#### [Document excerpt]
+ + + +

Discovering the Power of Evals for LLM-Based Systems

When your chatbot changes behaviour overnight, how do you know why? Evals are the missing link between AI intuition and product certainty.

Discovering the Power of Evals for LLM-Based Systems
A view on evals.

Introduction: The Problem with “Working” AI

The trouble with live AI systems isn’t that they break in obvious ways. It’s that they drift. A prompt that worked last week might behave differently today. Without warning or error.

Especially when you tweak system instructions, update to a new foundation model, or just change the order of a few sentences. That’s not a bug. That’s how probabilistic systems work.

But when you're responsible for production-grade chatbots, like we are at Schmuki, that uncertainty is a problem. You need to know not just whether something works but whether it's still working, and whether it's working better. Manual checks don’t scale. So what’s the alternative?

That’s where evals come in.

“An eval is a repeatable test that measures the quality and consistency of AI-generated outputs—beyond just accuracy.”

They’re how you make LLM behaviour measurable and manageable.

A Dutch Startup, A Demo, and a Pause

It started when someone pointed me to a small company in the Netherlands called LangWatch, co-founded by Manouk Draisma. They specialise in structured evaluation of LLM outputs. Building evals that track how well prompts, models, and instructions perform over time.

I spoke with Manouk, saw a demo, and was intrigued. But I also needed time. It’s abstract stuff. I agreed to a deeper interview but told her honestly, I needed this to sink in first.

LangWatch - Monitor, Evaluate and Optimize your LLM-apps
LangWatch helps you monitor, evaluate, and optimize your LLM-powered applications—gain full visibility, improve performance, and ensure reliability in production

A Podcast That Made It Click

Fast forward a few weeks. I resumed a podcast I had half-finished: Azeem Azhar in conversation with Kevin Weil, Chief Product Officer at OpenAI. And there it was, right in the middle of their conversation, a clear, grounded explanation of how OpenAI uses evals internally to iterate, monitor, and productise complex model behaviours.

“The most effective way to build products,” Weil says, “is to take the skill you want the model to have and turn that into an eval.”

Suddenly, the theory met practice. It wasn’t just about benchmarking. Evals had become the interface between engineering, product, and research.

🔮 OpenAI’s CPO on building at the cutting edge
Live with OpenAI CPO Kevin Weil

What Evals Actually Are

An eval is a structured way to test and measure LLM behaviour across different dimensions—accuracy, helpfulness, tone, reasoning, or creativity.

They can be:

  • Automatically scored (e.g. through classifiers or models)
  • Human-reviewed (e.g. by rating or voting)
  • Or hybrid (a bit of both)

+ + + +

#### [Task prompt]
Retype the passage of the text on evals for LLM-based systems from "Introduction: The Problem" up to and including "measurable and manageable.".

#### [Excerpts from the dataset]
+ + + +

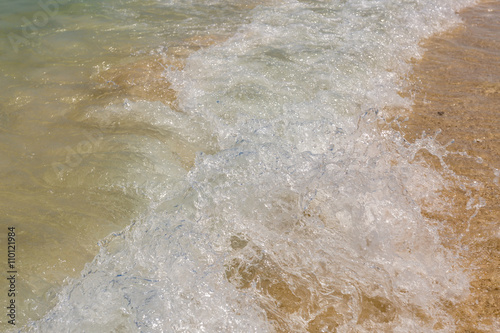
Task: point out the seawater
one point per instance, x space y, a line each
220 166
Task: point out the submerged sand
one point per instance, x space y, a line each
456 89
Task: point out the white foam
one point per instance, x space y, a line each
303 174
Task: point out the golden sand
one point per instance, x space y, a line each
456 86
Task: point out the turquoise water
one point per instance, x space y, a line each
229 160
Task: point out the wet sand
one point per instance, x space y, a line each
456 90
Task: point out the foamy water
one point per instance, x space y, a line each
253 172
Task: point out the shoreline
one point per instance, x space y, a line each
456 89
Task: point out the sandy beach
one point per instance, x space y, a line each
456 89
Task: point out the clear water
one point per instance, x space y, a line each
237 155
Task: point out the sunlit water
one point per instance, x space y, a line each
237 154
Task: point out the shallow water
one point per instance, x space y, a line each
239 158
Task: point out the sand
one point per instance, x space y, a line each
456 89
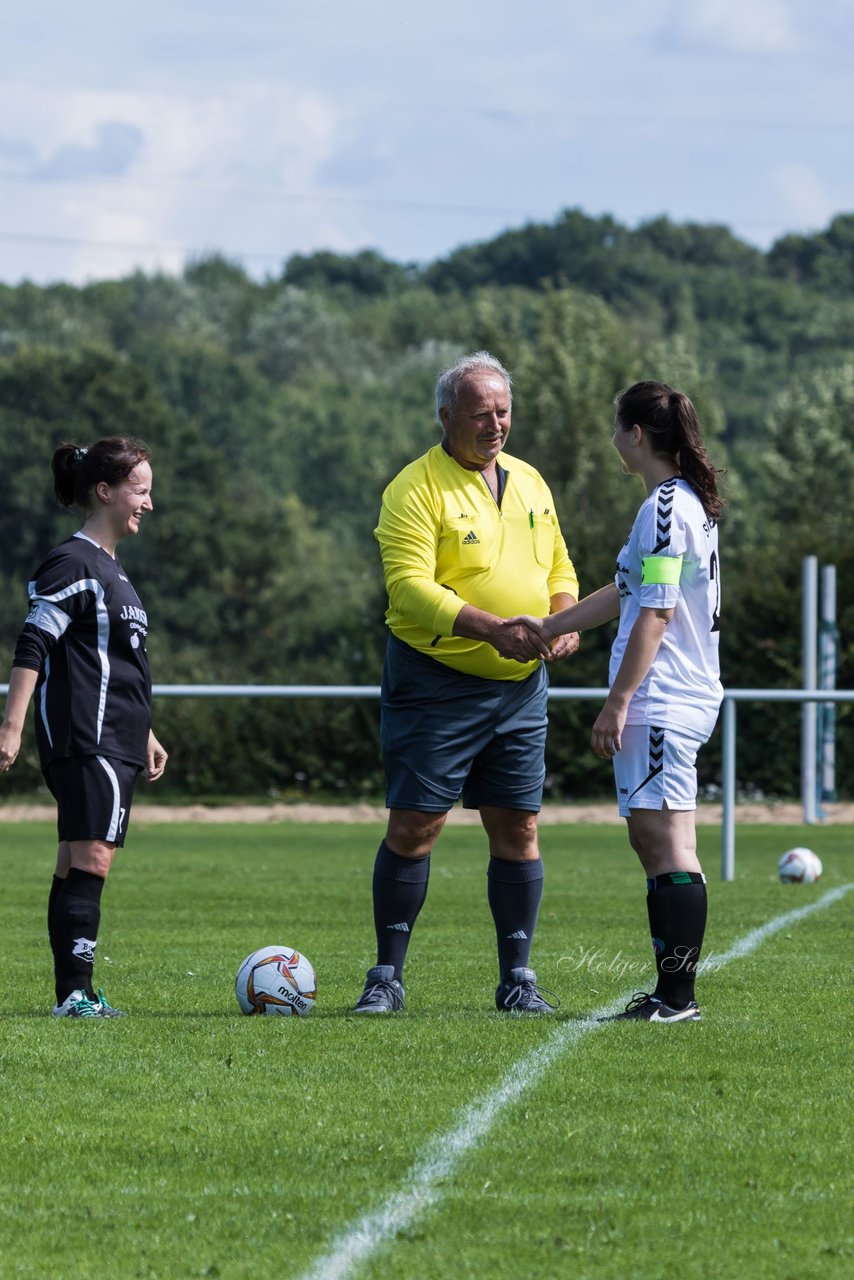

+ + + +

#### [Result]
Introduction: The Problem with “Working” AI

The trouble with live AI systems isn’t that they break in obvious ways. It’s that they drift. A prompt that worked last week might behave differently today. Without warning or error.

Especially when you tweak system instructions, update to a new foundation model, or just change the order of a few sentences. That’s not a bug. That’s how probabilistic systems work.

But when you're responsible for production-grade chatbots, like we are at Schmuki, that uncertainty is a problem. You need to know not just whether something works but whether it's still working, and whether it's working better. Manual checks don’t scale. So what’s the alternative?

That’s where evals come in.

“An eval is a repeatable test that measures the quality and consistency of AI-generated outputs—beyond just accuracy.”

They’re how you make LLM behaviour measurable and manageable.